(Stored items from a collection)
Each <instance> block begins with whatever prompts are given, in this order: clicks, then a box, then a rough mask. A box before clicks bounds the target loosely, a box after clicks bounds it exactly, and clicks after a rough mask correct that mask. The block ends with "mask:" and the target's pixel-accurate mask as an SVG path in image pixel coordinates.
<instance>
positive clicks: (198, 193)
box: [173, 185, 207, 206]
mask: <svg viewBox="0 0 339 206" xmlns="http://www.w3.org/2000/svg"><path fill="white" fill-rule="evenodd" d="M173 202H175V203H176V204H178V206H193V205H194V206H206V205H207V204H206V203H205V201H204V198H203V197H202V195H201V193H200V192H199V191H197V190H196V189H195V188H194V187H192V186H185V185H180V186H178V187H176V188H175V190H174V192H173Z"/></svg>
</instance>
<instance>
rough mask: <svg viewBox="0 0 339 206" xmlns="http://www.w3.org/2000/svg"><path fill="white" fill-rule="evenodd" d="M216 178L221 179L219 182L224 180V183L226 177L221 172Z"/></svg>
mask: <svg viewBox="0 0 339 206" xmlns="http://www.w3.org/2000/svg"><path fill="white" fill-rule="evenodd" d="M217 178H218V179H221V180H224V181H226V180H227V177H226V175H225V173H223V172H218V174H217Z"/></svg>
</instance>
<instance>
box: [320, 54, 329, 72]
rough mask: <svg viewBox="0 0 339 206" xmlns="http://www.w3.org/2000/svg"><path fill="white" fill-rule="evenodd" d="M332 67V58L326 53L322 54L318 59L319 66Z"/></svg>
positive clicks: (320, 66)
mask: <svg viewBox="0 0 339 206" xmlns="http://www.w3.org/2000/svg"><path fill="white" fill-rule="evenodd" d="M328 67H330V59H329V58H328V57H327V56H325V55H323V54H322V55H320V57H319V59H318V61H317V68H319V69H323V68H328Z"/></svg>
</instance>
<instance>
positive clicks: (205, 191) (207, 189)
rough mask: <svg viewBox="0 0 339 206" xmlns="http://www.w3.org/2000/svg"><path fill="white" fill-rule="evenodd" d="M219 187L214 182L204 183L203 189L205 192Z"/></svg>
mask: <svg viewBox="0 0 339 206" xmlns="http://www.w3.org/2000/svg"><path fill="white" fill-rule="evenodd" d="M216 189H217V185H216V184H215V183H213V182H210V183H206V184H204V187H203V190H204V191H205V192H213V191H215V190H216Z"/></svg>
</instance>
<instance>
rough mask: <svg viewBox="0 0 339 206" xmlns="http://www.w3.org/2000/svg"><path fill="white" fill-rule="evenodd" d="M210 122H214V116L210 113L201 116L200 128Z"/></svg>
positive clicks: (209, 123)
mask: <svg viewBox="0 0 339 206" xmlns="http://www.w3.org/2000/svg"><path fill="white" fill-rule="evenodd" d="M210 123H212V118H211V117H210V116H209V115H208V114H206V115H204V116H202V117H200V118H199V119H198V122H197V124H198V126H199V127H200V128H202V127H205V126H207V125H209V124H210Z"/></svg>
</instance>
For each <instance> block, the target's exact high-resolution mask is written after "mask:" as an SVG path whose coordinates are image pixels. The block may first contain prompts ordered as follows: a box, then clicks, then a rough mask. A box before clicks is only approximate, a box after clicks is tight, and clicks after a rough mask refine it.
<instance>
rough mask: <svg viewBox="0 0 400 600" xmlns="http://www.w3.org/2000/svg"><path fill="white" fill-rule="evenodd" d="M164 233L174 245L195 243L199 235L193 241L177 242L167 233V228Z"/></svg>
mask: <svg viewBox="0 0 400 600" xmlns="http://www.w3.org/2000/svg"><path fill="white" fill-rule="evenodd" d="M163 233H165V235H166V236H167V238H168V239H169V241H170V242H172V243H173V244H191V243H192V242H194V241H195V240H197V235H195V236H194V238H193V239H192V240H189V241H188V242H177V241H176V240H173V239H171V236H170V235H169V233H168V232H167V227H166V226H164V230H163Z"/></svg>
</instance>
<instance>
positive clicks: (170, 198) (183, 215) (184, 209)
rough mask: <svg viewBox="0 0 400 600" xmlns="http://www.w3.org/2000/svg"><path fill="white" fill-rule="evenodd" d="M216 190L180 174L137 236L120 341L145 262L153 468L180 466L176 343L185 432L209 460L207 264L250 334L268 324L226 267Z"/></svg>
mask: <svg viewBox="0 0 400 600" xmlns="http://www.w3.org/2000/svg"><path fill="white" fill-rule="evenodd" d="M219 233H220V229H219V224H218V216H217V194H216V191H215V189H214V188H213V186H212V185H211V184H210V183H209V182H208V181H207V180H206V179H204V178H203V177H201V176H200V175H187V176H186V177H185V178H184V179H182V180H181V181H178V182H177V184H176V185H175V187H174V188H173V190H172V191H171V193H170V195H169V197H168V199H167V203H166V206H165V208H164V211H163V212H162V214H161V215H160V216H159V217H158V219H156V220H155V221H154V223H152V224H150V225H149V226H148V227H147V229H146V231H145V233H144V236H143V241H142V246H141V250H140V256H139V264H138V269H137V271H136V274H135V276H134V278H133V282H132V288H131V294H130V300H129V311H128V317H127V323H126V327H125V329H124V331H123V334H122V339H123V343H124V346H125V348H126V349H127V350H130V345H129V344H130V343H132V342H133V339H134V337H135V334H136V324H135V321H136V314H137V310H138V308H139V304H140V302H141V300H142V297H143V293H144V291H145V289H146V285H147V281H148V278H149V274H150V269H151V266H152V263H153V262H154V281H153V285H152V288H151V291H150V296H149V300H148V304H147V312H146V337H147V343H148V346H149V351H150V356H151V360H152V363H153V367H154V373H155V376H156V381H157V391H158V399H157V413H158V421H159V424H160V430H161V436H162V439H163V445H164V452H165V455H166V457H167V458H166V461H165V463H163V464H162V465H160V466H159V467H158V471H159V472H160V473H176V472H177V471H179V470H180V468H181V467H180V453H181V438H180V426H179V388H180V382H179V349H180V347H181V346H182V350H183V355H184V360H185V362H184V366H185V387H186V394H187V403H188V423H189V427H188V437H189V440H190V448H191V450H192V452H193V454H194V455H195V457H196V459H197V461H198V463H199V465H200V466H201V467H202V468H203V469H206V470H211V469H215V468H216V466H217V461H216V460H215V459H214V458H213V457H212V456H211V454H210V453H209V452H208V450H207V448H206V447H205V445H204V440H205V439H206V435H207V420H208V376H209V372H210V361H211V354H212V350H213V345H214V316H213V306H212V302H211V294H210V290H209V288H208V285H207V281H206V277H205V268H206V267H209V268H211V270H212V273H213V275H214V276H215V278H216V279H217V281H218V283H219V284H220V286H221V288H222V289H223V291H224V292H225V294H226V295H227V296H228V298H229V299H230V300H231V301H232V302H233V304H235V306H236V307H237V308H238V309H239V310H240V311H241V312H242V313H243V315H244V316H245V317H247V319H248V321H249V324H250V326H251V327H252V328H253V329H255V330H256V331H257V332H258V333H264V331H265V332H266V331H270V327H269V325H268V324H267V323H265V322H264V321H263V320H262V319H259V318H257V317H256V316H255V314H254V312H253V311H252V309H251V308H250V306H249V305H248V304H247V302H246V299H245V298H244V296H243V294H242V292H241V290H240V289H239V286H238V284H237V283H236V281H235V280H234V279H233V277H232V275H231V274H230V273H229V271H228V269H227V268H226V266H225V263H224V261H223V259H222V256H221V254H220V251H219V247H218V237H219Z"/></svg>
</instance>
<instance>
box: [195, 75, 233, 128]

* [Your objective]: Among the entries, count the lines that hold "target". Reply with the count only.

* [Written answer]: 2